CONSIGNE:
D'après le texte sur le Kurdistan, sur quels principes repose la structuration idéologique du mouvement kurde ?

EXTRAIT DU DOCUMENT:
▶

Depuis mon retour de Turquie, je cherche à comprendre, à approfondir ce que je n’ai fait qu’effleurer du doigt là-bas. Comme si une partie de moi refusait de quitter Diyarbakir et d’oublier les combats.

Je n’arrive pas à lâcher le Kurdistan. Je veux aller voir ce qui se passe dans les monts Sinjar en Irak, au Rojava autonome en Syrie. Croiser les réalités, puiser à différentes sources, écouter, toucher, observer, et essayer de contribuer…

Je crois qu’on ne peut plus regarder tout ça de loin. Parce que les meutriers de Daech (1) recrutent et frappent ici aussi, parce que le combat des unités kurdes en Syrie est le nôtre. Parce qu’il est au cœur des enjeux géostratégiques de toute la zone, entre Turquie, Syrie, Iran et Irak (Lire à ce sujet « La carte et le territoire : le moment kurde » par Caroline Galacteros, journaliste).

Mais aussi, même si on en entend moins parler, parce que la structuration idéologique du mouvement kurde s’est faite sur des principes fermes et constitutifs d’émancipation, de laïcité, de féminisme et d’écologie. Je vous invite à lire à ce sujet le « contrat social » de la Région autonome du Rojava, un texte à vocation constitutionnelle qui affirme la souveraineté populaire, la séparation de l’Eglise et de l’Etat, l’égalité hommes-femmes, la richesse publique que sont les ressources naturelles et le droit à vivre dans un environnement sain.

Une charte remarquable, qui fait écho naturellement dans mon esprit à notre travail sur le Manifeste pour l’écosocialisme et le processus d’assemblée constituante qui irait de pair avec une sixième république, de jour en jour plus nécessaire.

◀

DONNÉES FOURNIES:
▶

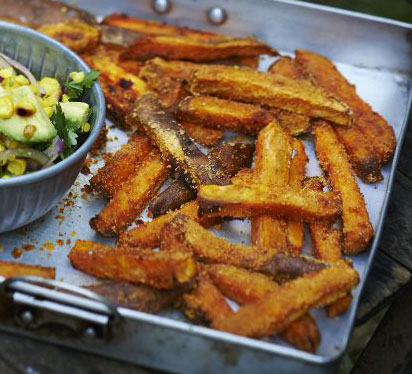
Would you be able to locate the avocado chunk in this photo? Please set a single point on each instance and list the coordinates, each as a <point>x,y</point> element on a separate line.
<point>29,123</point>
<point>76,114</point>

◀

RÉPONSE:
Sur l'émancipation, la laïcité, le féminisme et l'écologie.